[Records contained in a dataset]
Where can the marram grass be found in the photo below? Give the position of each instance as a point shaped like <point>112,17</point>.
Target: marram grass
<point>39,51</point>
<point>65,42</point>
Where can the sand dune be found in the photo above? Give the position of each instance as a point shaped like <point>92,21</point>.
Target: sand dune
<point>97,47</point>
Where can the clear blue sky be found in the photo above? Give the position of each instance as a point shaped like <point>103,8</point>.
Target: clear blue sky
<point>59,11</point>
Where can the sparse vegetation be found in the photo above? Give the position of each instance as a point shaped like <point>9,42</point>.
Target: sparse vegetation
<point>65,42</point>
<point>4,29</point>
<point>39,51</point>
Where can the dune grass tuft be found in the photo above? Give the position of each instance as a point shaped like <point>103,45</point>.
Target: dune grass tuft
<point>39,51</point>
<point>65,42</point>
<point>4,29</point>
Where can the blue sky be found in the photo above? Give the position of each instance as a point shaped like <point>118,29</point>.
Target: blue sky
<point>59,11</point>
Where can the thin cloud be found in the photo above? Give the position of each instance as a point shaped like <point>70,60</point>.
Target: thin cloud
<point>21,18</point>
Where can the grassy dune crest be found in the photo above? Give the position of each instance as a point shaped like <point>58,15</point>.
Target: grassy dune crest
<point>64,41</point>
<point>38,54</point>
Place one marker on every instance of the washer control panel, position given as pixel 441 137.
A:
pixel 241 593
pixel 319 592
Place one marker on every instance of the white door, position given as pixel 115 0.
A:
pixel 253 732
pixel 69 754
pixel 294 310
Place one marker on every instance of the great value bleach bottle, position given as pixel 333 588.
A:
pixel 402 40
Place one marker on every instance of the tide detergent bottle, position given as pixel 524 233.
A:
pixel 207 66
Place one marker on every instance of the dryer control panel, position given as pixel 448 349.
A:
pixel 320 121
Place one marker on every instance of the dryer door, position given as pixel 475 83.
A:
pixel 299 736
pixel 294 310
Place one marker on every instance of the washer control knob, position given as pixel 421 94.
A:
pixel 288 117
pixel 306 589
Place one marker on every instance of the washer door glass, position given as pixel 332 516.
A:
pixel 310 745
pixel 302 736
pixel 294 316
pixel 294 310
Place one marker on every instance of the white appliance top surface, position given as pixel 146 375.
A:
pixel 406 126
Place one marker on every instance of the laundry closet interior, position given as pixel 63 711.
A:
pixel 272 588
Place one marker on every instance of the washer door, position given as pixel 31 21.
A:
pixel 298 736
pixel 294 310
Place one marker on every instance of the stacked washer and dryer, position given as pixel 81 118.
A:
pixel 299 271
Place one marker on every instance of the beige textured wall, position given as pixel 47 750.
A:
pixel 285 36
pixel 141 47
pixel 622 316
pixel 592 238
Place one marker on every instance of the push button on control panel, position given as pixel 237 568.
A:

**Task statement:** Retype all of the records so that every line matches the original exactly.

**Written response:**
Where can the marram grass be found in the photo below? Give the position of each instance as a point shaped like <point>112,17</point>.
Target: marram grass
<point>39,51</point>
<point>65,42</point>
Where can the sand dune be found in the photo above? Give the position of each instance as a point shaped like <point>92,21</point>.
Target: sand dune
<point>97,47</point>
Where can the clear blue sky be found in the photo above? Give the position of each instance as a point shaped like <point>103,8</point>.
Target: clear blue sky
<point>59,11</point>
Where can the sparse vegetation be found in the photo above? Give the position of each instance as a point shaped like <point>9,42</point>.
Target: sparse vegetation
<point>65,42</point>
<point>4,29</point>
<point>39,51</point>
Where can the dune grass tuft be found in the photo above? Give the position of each instance as a point shaped like <point>103,45</point>.
Target: dune grass tuft
<point>39,51</point>
<point>65,42</point>
<point>4,29</point>
Where can the blue sky be found in the photo above? Give the position of each instance as a point shaped like <point>118,29</point>.
Target: blue sky
<point>59,11</point>
Where can the thin cloud be found in the photo above? Give the position of each instance as a point shaped like <point>70,60</point>.
Target: thin cloud
<point>21,18</point>
Where can the grassy dune crest be found in the photo above? Give the position of each instance as a point shaped like <point>58,15</point>.
Target: grassy dune crest
<point>64,41</point>
<point>38,54</point>
Place one marker on every instance of the washer control panel, position given as pixel 441 137.
A:
pixel 241 593
pixel 319 592
Place one marker on every instance of the white door, position given as pixel 115 0.
A:
pixel 253 732
pixel 69 754
pixel 294 310
Place one marker on every instance of the great value bleach bottle, position given as pixel 333 588.
A:
pixel 402 40
Place one marker on every instance of the tide detergent bottle, position given as pixel 524 233.
A:
pixel 207 66
Place one marker on every instance of the dryer control panel, position given as pixel 448 349.
A:
pixel 320 121
Place one marker on every instance of the dryer door, position given as pixel 475 83.
A:
pixel 299 736
pixel 294 310
Place one marker on every instance of the washer control knob, position given as pixel 421 94.
A:
pixel 288 117
pixel 306 589
Place one marker on every instance of the washer door glass, position given as pixel 332 516.
A:
pixel 310 745
pixel 302 736
pixel 294 316
pixel 294 310
Place one marker on every instance of the white appliance top surface, position given as pixel 146 375.
A:
pixel 406 126
Place one marker on every instance of the laundry closet interior, position given as pixel 63 711.
A:
pixel 272 588
Place one marker on every instance of the washer door, position given as pixel 31 21.
A:
pixel 298 736
pixel 294 310
Place one marker on every instance of the stacked washer and dryer, position given as pixel 81 118.
A:
pixel 299 271
Place one marker on every instance of the beige textured wall, position given as pixel 47 750.
A:
pixel 285 36
pixel 141 47
pixel 622 316
pixel 592 238
Place one marker on every instance of the push button on control panel, position given as pixel 237 568.
A:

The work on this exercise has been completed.